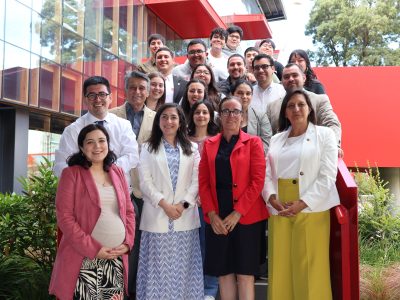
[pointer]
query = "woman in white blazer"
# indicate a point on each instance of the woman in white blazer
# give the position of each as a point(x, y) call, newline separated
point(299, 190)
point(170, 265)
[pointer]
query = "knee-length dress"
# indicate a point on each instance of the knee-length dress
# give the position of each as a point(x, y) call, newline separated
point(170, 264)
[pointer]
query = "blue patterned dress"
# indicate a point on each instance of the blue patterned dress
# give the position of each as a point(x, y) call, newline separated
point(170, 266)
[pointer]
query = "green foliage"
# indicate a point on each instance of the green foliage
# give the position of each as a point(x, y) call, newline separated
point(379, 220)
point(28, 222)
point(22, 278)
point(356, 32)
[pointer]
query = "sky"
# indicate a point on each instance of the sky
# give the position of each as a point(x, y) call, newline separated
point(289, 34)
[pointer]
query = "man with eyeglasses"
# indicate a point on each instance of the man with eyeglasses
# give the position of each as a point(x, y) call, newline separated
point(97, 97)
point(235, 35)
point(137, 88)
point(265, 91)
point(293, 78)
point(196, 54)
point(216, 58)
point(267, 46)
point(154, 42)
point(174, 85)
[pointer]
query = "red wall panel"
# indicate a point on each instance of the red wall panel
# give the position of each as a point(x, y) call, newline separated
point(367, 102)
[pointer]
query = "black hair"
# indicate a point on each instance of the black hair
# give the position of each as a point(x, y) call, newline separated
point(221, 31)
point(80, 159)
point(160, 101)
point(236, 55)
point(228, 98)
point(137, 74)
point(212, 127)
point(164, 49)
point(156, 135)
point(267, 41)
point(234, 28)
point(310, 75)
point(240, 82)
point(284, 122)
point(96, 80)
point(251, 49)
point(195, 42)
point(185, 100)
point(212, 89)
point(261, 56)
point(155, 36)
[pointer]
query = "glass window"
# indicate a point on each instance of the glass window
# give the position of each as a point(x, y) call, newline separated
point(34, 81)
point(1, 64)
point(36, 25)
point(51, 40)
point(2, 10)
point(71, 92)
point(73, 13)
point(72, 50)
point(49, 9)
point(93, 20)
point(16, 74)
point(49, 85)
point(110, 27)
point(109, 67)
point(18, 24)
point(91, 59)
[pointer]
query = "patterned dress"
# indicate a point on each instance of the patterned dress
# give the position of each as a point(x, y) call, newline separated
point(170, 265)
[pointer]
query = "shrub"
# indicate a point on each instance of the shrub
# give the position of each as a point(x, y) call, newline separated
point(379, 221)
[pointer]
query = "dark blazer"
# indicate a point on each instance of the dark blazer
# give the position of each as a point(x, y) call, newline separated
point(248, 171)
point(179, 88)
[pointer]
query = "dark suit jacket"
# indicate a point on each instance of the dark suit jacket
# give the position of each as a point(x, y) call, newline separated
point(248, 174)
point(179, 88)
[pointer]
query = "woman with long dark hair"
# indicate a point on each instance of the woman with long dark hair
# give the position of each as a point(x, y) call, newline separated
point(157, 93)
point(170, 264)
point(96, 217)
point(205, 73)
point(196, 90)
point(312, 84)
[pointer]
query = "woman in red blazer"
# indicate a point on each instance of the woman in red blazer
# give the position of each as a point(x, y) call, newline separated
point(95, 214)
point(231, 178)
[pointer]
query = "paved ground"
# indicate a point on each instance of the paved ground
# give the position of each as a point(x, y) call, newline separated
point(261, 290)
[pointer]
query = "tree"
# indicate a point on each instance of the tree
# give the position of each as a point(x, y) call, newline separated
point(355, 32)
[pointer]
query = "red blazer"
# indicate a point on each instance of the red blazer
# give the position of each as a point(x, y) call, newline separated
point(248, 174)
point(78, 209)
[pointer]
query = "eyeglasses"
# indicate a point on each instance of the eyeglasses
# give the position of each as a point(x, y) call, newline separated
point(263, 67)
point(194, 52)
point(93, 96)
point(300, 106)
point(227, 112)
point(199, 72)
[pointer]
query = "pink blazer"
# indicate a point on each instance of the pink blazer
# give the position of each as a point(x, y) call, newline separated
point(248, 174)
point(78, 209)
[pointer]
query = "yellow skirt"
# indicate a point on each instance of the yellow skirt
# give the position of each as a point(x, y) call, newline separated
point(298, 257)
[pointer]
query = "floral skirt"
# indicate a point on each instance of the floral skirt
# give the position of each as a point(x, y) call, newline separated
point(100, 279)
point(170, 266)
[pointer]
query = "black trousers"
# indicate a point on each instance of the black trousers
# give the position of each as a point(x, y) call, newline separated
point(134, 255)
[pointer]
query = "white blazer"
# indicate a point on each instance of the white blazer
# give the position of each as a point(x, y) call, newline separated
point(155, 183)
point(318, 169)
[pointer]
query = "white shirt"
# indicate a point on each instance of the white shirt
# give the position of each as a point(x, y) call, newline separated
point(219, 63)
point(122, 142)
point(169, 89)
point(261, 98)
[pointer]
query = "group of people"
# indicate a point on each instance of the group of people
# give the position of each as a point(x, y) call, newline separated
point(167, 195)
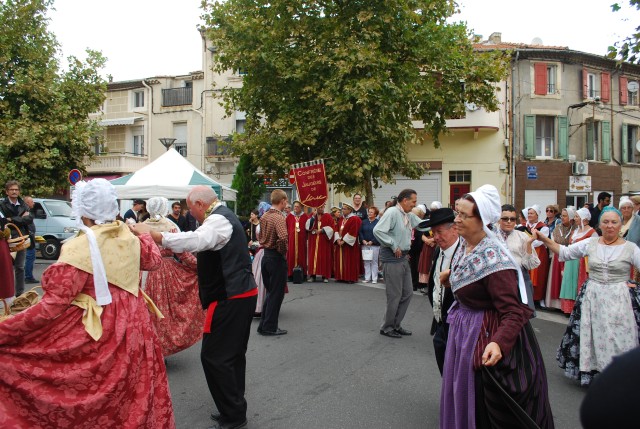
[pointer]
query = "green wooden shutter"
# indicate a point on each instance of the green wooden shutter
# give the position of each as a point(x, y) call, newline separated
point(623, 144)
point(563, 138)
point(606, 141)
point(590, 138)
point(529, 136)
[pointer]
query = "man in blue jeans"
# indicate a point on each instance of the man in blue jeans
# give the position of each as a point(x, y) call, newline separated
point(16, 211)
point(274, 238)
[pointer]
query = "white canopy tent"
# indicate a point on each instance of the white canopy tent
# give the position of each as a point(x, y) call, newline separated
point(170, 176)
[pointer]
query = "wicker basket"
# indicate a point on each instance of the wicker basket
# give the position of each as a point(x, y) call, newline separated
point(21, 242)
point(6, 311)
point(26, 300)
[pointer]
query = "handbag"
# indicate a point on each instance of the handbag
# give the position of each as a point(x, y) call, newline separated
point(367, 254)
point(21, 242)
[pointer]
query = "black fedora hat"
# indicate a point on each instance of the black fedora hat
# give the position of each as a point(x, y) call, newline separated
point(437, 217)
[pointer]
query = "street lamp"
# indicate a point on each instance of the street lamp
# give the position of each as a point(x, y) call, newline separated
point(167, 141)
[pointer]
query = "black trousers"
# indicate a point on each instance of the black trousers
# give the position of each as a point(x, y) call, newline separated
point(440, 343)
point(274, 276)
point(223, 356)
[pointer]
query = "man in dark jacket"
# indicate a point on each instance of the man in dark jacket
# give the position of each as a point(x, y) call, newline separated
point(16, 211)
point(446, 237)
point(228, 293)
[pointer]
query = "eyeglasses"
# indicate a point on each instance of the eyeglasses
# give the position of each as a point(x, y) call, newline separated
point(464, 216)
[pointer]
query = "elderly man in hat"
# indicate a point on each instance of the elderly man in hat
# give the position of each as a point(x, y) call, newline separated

▬▬▬

§ WHAT IS REQUIRED
For every line in the data above that holds "yellow", return the line itself.

§ PROBLEM SOLUTION
query = "yellow skirt"
# indicate a point on each instance of the yellow skirt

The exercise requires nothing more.